### [DESCRIPTION OF THE TASK]
Please copy word for word the lines of the records below, starting at the line that contains "Give the mask of every instance of the concrete" and ending at the last line of the records, both included.

### [RECORDS FOR THIS EXERCISE]
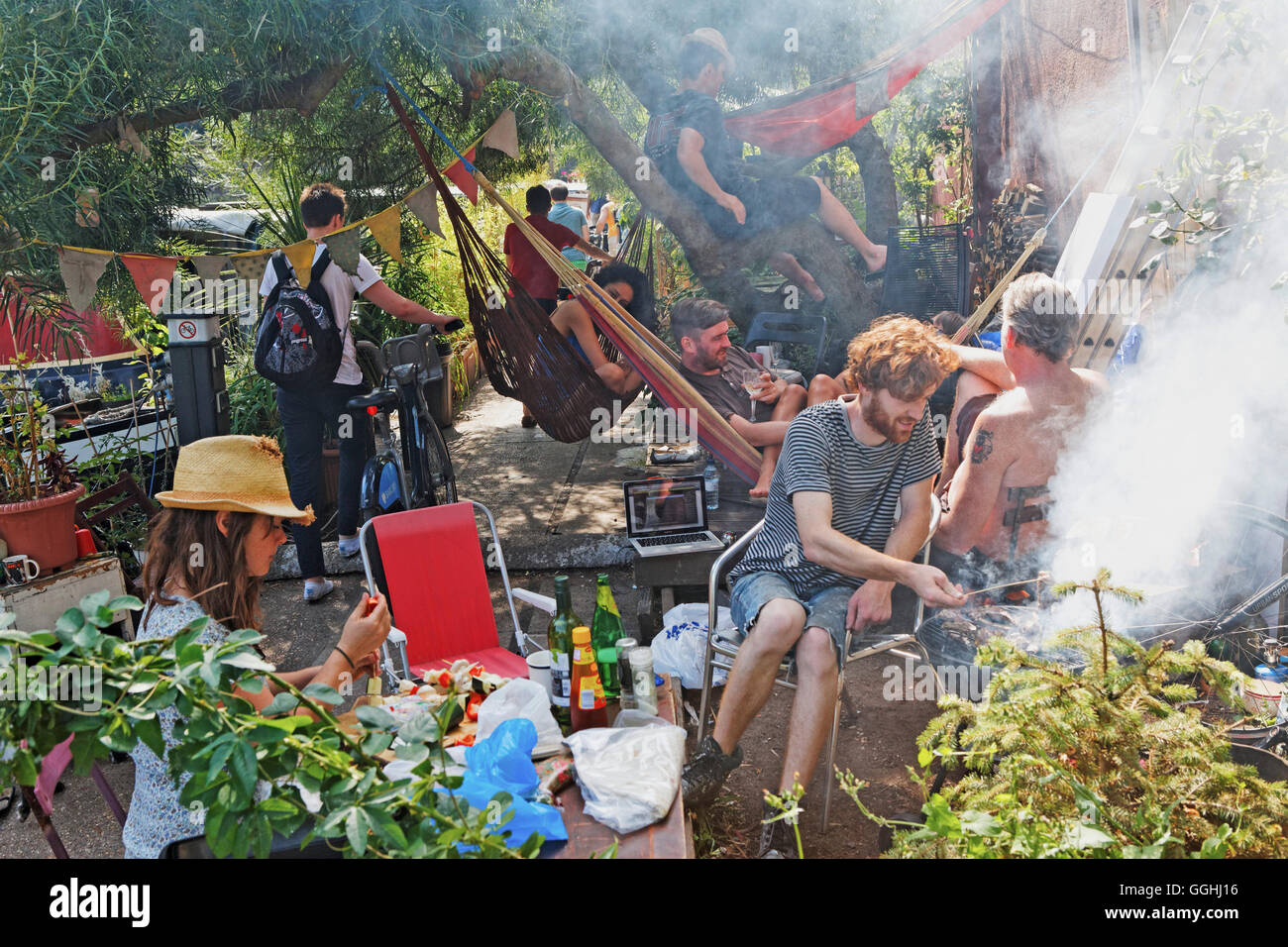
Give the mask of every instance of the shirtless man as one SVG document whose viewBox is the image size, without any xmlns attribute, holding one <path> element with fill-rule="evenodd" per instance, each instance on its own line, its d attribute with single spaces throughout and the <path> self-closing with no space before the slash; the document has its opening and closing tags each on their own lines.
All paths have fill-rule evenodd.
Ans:
<svg viewBox="0 0 1288 947">
<path fill-rule="evenodd" d="M 1002 352 L 954 348 L 967 371 L 949 423 L 942 487 L 948 512 L 931 557 L 954 581 L 979 588 L 1012 575 L 1029 577 L 1037 568 L 1047 481 L 1065 437 L 1108 390 L 1099 372 L 1069 366 L 1078 320 L 1068 289 L 1029 273 L 1002 298 Z M 1001 394 L 990 403 L 974 401 L 993 392 Z M 978 416 L 958 434 L 954 421 L 967 410 Z M 958 443 L 965 445 L 960 463 Z"/>
</svg>

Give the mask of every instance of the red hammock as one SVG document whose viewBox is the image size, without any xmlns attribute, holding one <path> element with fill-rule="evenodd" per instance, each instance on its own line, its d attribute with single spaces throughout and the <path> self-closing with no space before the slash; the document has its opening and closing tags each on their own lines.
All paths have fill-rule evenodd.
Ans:
<svg viewBox="0 0 1288 947">
<path fill-rule="evenodd" d="M 725 130 L 778 155 L 822 155 L 890 104 L 927 64 L 970 36 L 1010 0 L 953 0 L 920 32 L 868 63 L 808 89 L 725 116 Z"/>
</svg>

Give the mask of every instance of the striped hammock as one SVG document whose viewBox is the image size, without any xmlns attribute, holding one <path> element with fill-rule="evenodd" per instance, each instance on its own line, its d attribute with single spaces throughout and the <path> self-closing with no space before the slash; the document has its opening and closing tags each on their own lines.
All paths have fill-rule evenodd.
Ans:
<svg viewBox="0 0 1288 947">
<path fill-rule="evenodd" d="M 565 443 L 589 437 L 600 424 L 604 410 L 616 421 L 614 407 L 625 407 L 635 399 L 638 392 L 625 396 L 612 392 L 550 323 L 546 312 L 509 273 L 470 224 L 430 160 L 425 143 L 392 85 L 386 85 L 386 94 L 412 139 L 426 174 L 443 198 L 465 274 L 470 323 L 492 387 L 527 405 L 541 429 Z M 596 330 L 644 378 L 658 401 L 684 417 L 685 426 L 725 466 L 747 483 L 755 483 L 760 472 L 760 454 L 684 379 L 676 354 L 582 271 L 573 267 L 497 193 L 492 182 L 478 167 L 471 162 L 464 164 L 479 188 L 509 215 L 563 285 L 586 307 Z"/>
</svg>

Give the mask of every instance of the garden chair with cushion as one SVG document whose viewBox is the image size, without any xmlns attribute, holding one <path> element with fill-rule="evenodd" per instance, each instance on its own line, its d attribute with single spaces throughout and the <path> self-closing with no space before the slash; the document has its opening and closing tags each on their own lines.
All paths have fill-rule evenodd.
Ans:
<svg viewBox="0 0 1288 947">
<path fill-rule="evenodd" d="M 495 559 L 501 572 L 519 655 L 501 647 L 475 513 L 487 519 L 492 537 L 488 559 Z M 502 678 L 528 676 L 514 590 L 487 506 L 461 501 L 372 517 L 359 539 L 367 588 L 389 599 L 395 627 L 386 658 L 389 644 L 401 652 L 398 675 L 422 676 L 465 658 Z M 386 660 L 386 670 L 390 664 Z"/>
</svg>

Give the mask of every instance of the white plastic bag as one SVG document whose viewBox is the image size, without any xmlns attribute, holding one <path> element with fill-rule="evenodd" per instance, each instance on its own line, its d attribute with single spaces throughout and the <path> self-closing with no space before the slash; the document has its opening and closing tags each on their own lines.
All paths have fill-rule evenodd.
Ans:
<svg viewBox="0 0 1288 947">
<path fill-rule="evenodd" d="M 558 752 L 563 733 L 555 723 L 554 714 L 550 713 L 550 694 L 541 684 L 527 678 L 515 678 L 509 684 L 498 687 L 479 705 L 475 742 L 492 736 L 492 731 L 506 720 L 520 716 L 532 720 L 537 728 L 537 745 L 532 749 L 535 758 Z"/>
<path fill-rule="evenodd" d="M 577 785 L 591 818 L 626 835 L 670 812 L 684 765 L 681 728 L 595 728 L 564 742 L 572 747 Z"/>
<path fill-rule="evenodd" d="M 738 640 L 733 617 L 724 606 L 716 613 L 716 638 Z M 662 633 L 653 639 L 653 670 L 658 674 L 679 675 L 689 689 L 702 687 L 702 665 L 707 656 L 707 607 L 701 602 L 685 602 L 662 617 Z M 724 687 L 729 673 L 716 667 L 711 674 L 712 687 Z"/>
</svg>

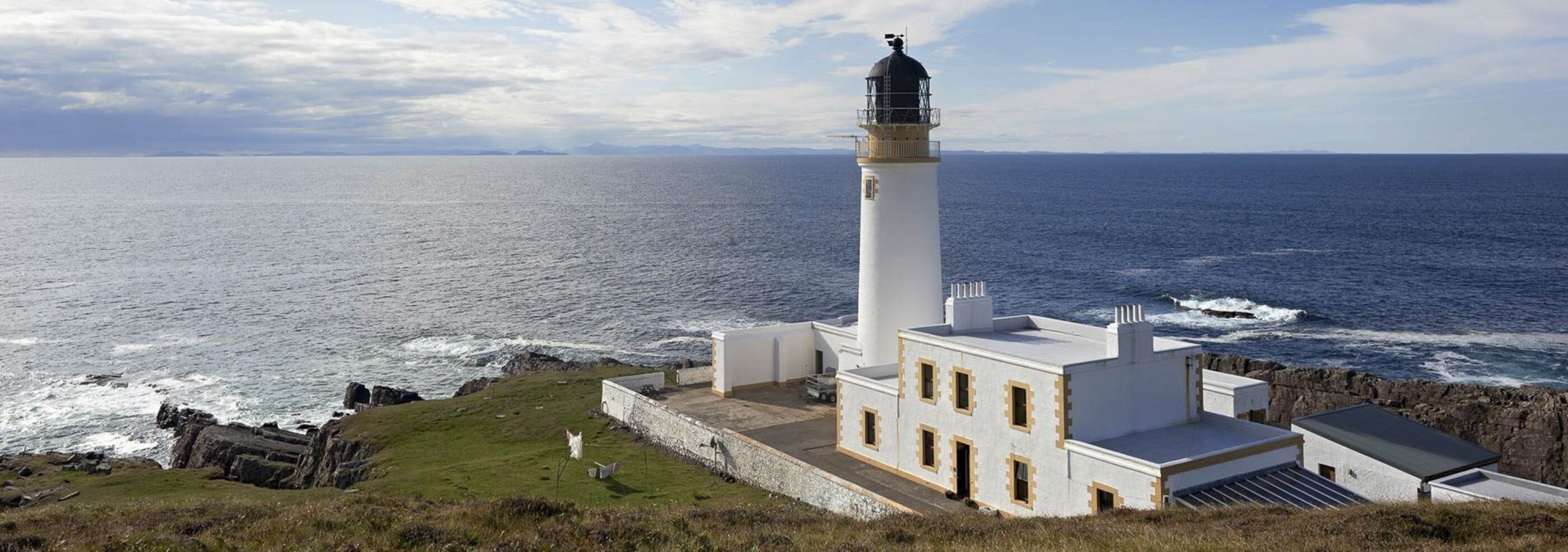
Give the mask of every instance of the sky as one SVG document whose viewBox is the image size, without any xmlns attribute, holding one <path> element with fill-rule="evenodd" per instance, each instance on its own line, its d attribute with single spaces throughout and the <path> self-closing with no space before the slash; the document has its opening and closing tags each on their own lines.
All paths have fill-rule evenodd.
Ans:
<svg viewBox="0 0 1568 552">
<path fill-rule="evenodd" d="M 0 155 L 847 147 L 889 31 L 944 149 L 1568 152 L 1568 0 L 0 0 Z"/>
</svg>

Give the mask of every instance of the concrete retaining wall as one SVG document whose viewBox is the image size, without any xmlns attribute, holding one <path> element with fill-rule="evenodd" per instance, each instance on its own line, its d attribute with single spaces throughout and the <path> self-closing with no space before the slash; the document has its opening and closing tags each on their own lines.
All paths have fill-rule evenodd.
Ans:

### [RESPONSE TO THE TASK]
Give the mask of every instance of the concrete retaining wall as one SVG document whose viewBox is the image size, without any xmlns attribute, holding one <path> element with fill-rule="evenodd" per instance, each instance on its own line, its d attribute with single spaces throughout and the <path> self-closing with no space before the slash; the document has its opening and closing tags each on their own lines.
All paths have fill-rule evenodd.
Ans:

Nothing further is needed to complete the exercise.